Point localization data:
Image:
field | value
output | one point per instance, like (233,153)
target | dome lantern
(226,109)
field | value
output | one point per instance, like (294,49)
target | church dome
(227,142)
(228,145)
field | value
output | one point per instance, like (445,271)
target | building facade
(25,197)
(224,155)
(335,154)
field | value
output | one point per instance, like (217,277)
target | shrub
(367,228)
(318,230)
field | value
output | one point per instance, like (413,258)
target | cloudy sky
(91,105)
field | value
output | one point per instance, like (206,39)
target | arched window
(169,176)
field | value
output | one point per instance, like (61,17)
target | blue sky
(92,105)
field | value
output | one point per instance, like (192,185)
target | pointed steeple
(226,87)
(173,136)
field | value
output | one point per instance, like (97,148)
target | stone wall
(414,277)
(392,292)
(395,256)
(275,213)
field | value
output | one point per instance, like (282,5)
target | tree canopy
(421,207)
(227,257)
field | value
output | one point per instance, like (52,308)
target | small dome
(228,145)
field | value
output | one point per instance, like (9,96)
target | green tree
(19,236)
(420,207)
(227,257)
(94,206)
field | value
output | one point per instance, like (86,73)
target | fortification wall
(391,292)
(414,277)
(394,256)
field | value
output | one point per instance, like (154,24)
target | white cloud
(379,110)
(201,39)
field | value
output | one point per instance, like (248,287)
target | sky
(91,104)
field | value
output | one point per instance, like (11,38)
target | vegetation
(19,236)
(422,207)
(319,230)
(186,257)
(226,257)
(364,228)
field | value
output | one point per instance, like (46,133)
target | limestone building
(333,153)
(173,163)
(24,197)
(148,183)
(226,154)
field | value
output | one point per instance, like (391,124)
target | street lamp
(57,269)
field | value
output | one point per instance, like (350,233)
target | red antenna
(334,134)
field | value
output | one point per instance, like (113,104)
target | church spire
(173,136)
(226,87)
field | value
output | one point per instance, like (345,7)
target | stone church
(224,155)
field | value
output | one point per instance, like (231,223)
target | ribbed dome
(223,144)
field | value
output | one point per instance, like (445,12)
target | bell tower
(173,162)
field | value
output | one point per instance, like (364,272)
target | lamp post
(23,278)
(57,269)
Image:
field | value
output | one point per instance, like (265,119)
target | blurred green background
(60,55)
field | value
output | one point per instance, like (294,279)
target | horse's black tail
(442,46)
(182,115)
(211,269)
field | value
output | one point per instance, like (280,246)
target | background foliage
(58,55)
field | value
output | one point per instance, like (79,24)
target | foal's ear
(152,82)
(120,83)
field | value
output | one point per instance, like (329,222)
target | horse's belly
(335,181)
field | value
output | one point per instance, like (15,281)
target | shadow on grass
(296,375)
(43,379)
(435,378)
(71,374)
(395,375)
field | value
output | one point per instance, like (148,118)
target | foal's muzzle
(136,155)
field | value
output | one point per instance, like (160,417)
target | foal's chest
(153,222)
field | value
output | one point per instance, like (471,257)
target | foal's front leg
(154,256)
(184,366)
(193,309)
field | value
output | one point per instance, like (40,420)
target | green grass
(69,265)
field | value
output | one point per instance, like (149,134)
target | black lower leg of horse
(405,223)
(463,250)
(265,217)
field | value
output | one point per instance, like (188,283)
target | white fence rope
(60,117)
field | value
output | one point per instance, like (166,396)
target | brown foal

• **Exercise directions**
Retype all of the entries exactly, please.

• **Response to the exercise**
Image:
field | value
output | one point per instance, like (233,153)
target | dome lantern
(226,109)
field | value
output | one point per instance, like (294,49)
target | church dome
(227,142)
(228,145)
field | value
output | one point per instance, like (445,271)
target | building facade
(25,197)
(224,155)
(335,154)
field | value
output | one point per instance, like (217,277)
target | shrub
(367,228)
(318,230)
field | value
output | one point per instance, like (413,258)
target | cloudy sky
(91,105)
field | value
output | one point per instance, like (206,39)
target | arched window
(169,176)
field | value
output | one point per instance, like (61,17)
target | blue sky
(92,105)
field | value
output | one point per instance, like (192,185)
target | pointed steeple
(226,87)
(173,136)
field | value
output | one point per instance, like (97,148)
target | stone wall
(414,277)
(392,292)
(395,256)
(275,213)
field | value
output | one point per instance, like (282,5)
target | tree canopy
(421,207)
(227,257)
field | value
output | one point per instance, like (52,308)
target | small dome
(228,145)
field | value
output | one point per instance, like (9,96)
target | green tree
(19,236)
(420,207)
(227,257)
(94,206)
field | value
output | one point per instance, like (86,73)
target | fortification wall
(391,292)
(414,277)
(394,256)
field | value
output | one point per instance, like (154,24)
target | white cloud
(379,110)
(201,39)
field | value
output | one point per instance, like (248,287)
target | sky
(91,104)
field | value
output | one point per instance, like (11,38)
target | vegetation
(19,236)
(422,207)
(319,230)
(186,257)
(226,257)
(364,228)
field | value
output | one point per instance, like (46,133)
target | limestone building
(333,153)
(173,163)
(24,197)
(148,183)
(226,154)
field | value
output | one point per instance, like (391,124)
target | street lamp
(57,269)
field | value
output | one point per instance, like (350,233)
target | red antenna
(334,134)
field | value
output | one point per instance, like (113,104)
target | church spire
(173,136)
(226,87)
field | value
output | one point per instance, like (345,7)
target | stone church
(224,155)
field | value
output | one point per instance, like (231,223)
target | ribbed dome
(223,144)
field | value
output | one point per instance, like (445,12)
target | bell tower
(173,162)
field | value
output | one point per instance, like (364,272)
target | lamp post
(23,278)
(57,269)
Image:
field | value
output | one point per instance, like (265,119)
target | blurred green background
(60,55)
field | value
output | one point per instance, like (294,279)
target | horse's black tail
(442,46)
(182,115)
(211,269)
field | value
output | one point per instance, like (280,246)
target | background foliage
(58,55)
field | value
output | one point per instance, like (79,24)
target | foal's ear
(152,82)
(120,83)
field | value
output | one point per instance, like (329,222)
target | horse's belly
(335,181)
field | value
output | one point per instance, like (15,281)
target | shadow on grass
(296,375)
(43,379)
(435,378)
(71,374)
(395,375)
field | value
output | one point per instance, like (148,118)
target | foal's muzzle
(136,155)
field | value
output | one point per instance, like (160,417)
target | foal's chest
(153,222)
field | value
output | one point per instance, like (471,257)
target | foal's front leg
(154,256)
(184,366)
(193,309)
field | value
output | one point per instance, like (40,420)
target | green grass
(69,265)
field | value
output | one point per instance, like (149,134)
target | black lower leg of horse
(405,223)
(463,250)
(265,217)
field | value
output | one point per instance, like (188,283)
target | white fence rope
(60,117)
field | value
output | one point per instance, like (166,396)
target | brown foal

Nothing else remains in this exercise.